[Ausgewählter Auszug]
Bezahlung und Arbeitsbedingungen von häuslichen Betreuungskräften wurden zuletzt häufiger diskutiert. So auch 2021, nachdem die Pflegerin Dovrina D. gegen ihren bulgarischen Arbeitgeber klagte, weil in ihrem Arbeitsvertrag weniger Stunden vorgesehen waren, als sie tatsächlich arbeitete. Das Urteil des Bundesarbeitsgerichts: Auch in Bereitschaftszeiten bestehe Anspruch auf Mindestlohn.

Die Ampel-Koalition möchte sich diesem Thema annehmen und „eine rechtssichere Grundlage für die 24-Stunden-Betreuung im familiären Bereich“ gestalten, heißt es im Koalitionsvertrag. Der Bundesverband für häusliche Betreuung und Pflege, in dem Agenturen und Dienstleister für ausländische Betreuungskräfte organisiert sind, schlägt ein Modell wie in Österreich vor. Dort sind häusliche Betreuungskräfte selbstständig tätig und so auch sozialversichert. Aber: Vor 24-Stunden-Diensten und Ausbeutung sind sie so noch nicht geschützt. Ein Gespräch über die Arbeitsbedingungen meidet Zuzanna: „Da kannst du nichts machen, wenn dir die Arbeit nicht gefällt, dann musst du was anderes machen.“

Pflege bis zum Lebensende

Bevor Zuzanna zu einer neuen Familie kommt, erfährt sie nichts über die Personen vor Ort. Lediglich wann und wo sie arbeiten wird. Walthers Kinder haben Zuzanna anhand eines Steckbriefs ausgewählt. „Die Betreuerin hat ihren Senioren das Alltagsleben erleichtert“, steht dort. „In der Freizeit arbeitet sie gerne im Garten. Sie interessiert sich auch für Floristik.“ Oben rechts in der Ecke ist ein kleines Foto von ihr: Die kurzen grauen Haare hat sie darauf ordentlich zum Seitenscheitel gekämmt, sie lächelt freundlich.

Die erste Frau, die Zuzanna gepflegt hat, begleitete sie über vier Jahre bis zu deren Tod. Sogar über Weihnachten ist sie einmal geblieben, weil sie sich wohlgefühlt hat. Eine andere Familie hat sie nach zwei Wochen verlassen, weil die Tochter ihres Patienten sie schikaniert habe, erzählt sie.

(Daten zum Zeigen auf Regionen)
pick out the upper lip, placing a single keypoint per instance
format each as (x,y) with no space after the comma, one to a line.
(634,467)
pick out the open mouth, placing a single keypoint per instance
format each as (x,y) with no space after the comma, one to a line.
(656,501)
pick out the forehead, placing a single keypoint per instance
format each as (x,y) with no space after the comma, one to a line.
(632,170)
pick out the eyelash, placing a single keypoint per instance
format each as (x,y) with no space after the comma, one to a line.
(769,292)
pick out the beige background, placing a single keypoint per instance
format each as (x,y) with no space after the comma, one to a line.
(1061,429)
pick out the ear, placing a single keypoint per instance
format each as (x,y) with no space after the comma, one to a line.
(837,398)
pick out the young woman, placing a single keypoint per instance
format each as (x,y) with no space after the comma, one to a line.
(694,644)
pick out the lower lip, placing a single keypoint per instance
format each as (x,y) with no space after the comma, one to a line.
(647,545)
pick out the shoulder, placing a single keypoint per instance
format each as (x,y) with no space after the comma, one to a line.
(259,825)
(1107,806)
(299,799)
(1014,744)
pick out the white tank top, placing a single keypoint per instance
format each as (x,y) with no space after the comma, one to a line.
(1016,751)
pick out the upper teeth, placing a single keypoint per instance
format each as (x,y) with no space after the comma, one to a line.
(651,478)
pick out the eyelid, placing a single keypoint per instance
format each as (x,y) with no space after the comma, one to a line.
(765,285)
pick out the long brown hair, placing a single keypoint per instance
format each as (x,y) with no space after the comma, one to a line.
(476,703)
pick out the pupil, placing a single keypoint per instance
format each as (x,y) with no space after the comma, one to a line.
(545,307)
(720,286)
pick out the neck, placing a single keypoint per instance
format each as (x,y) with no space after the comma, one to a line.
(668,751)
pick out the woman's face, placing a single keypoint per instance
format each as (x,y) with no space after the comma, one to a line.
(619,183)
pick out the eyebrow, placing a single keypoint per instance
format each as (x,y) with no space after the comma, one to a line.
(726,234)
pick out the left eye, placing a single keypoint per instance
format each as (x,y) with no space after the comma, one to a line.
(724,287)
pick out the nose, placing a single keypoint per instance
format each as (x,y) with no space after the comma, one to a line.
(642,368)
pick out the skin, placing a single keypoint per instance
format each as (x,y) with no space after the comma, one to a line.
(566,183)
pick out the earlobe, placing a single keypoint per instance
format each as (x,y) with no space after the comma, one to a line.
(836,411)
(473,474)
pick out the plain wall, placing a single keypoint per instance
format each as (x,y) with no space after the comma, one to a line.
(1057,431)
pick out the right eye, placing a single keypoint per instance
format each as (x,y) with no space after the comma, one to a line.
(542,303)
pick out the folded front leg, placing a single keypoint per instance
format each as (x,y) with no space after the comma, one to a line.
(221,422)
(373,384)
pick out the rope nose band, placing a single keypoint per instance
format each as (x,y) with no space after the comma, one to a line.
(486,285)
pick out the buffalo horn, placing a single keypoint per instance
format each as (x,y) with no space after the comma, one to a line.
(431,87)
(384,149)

==

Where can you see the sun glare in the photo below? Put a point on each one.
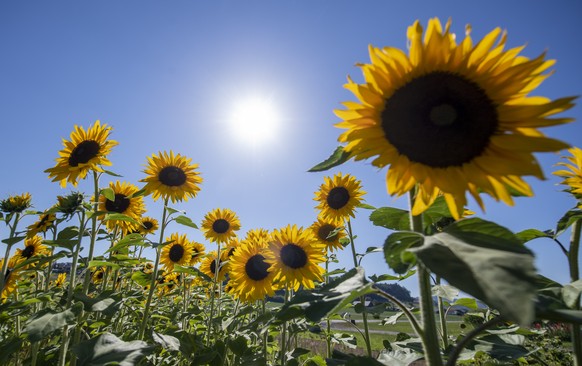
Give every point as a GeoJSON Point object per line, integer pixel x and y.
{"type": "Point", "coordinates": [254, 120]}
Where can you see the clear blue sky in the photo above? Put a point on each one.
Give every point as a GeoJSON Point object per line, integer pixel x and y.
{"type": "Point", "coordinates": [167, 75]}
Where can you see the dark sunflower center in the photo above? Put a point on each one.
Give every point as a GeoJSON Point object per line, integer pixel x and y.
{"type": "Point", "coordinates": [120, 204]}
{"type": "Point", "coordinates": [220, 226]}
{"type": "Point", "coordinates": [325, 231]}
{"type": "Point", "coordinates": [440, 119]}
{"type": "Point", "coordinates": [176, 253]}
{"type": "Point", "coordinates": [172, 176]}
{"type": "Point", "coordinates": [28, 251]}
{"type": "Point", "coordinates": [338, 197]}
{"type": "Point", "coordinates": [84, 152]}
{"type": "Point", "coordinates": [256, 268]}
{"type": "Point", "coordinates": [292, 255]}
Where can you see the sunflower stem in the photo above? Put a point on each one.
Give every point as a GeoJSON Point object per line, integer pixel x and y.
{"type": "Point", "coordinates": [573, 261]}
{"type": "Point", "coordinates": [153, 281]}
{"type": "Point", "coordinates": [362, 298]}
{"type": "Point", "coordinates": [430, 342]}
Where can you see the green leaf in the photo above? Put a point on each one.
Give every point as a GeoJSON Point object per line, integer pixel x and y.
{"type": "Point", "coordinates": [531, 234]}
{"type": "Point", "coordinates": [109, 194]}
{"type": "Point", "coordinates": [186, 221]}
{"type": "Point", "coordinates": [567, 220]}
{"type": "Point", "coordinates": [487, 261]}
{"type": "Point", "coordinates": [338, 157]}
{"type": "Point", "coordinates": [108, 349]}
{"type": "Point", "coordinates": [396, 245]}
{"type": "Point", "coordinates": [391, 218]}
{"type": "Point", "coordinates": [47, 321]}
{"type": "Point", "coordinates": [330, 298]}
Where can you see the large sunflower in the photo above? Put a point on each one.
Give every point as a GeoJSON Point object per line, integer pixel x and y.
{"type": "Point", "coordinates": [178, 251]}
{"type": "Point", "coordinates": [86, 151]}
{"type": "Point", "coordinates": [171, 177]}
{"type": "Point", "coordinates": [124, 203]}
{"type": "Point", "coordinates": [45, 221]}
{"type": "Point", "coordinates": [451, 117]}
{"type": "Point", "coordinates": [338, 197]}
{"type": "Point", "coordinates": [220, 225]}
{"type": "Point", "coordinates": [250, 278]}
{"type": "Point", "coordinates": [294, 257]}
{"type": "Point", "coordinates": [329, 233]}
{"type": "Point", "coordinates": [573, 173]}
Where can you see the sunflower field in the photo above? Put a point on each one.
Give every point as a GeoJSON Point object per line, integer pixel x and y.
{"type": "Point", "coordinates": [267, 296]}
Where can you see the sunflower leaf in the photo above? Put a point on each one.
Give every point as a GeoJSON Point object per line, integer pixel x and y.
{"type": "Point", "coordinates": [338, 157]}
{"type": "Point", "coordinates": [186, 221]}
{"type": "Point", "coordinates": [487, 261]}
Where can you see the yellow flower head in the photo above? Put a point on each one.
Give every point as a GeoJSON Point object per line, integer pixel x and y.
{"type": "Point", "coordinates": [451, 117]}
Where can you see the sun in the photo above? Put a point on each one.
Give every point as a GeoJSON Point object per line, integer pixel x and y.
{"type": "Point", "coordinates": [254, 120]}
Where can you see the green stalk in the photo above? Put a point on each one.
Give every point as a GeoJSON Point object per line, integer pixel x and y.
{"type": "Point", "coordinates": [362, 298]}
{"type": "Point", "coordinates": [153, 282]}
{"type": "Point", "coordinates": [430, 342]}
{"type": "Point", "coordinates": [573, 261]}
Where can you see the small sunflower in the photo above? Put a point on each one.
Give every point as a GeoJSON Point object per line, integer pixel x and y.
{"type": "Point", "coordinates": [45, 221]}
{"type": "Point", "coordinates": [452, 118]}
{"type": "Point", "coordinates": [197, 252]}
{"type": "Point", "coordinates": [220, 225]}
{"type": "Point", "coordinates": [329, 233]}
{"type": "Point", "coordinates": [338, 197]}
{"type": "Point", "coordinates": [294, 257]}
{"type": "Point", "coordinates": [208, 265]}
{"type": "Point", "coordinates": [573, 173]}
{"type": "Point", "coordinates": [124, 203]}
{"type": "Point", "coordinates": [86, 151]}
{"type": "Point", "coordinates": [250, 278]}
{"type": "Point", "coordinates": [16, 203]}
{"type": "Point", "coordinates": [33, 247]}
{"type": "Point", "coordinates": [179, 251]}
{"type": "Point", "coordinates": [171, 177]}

[Arbeitsauftrag]
Schreiben Sie aus dem Auszug über häusliche Betreuungskräfte den Abschnitt wörtlich ab, der mit den Worten „Die erste Frau, die“ einsetzt und mit „habe, erzählt sie.“ schließt. Die Datensätze werden für die Bearbeitung nicht benötigt.

[Ergebnis]
Die erste Frau, die Zuzanna gepflegt hat, begleitete sie über vier Jahre bis zu deren Tod. Sogar über Weihnachten ist sie einmal geblieben, weil sie sich wohlgefühlt hat. Eine andere Familie hat sie nach zwei Wochen verlassen, weil die Tochter ihres Patienten sie schikaniert habe, erzählt sie.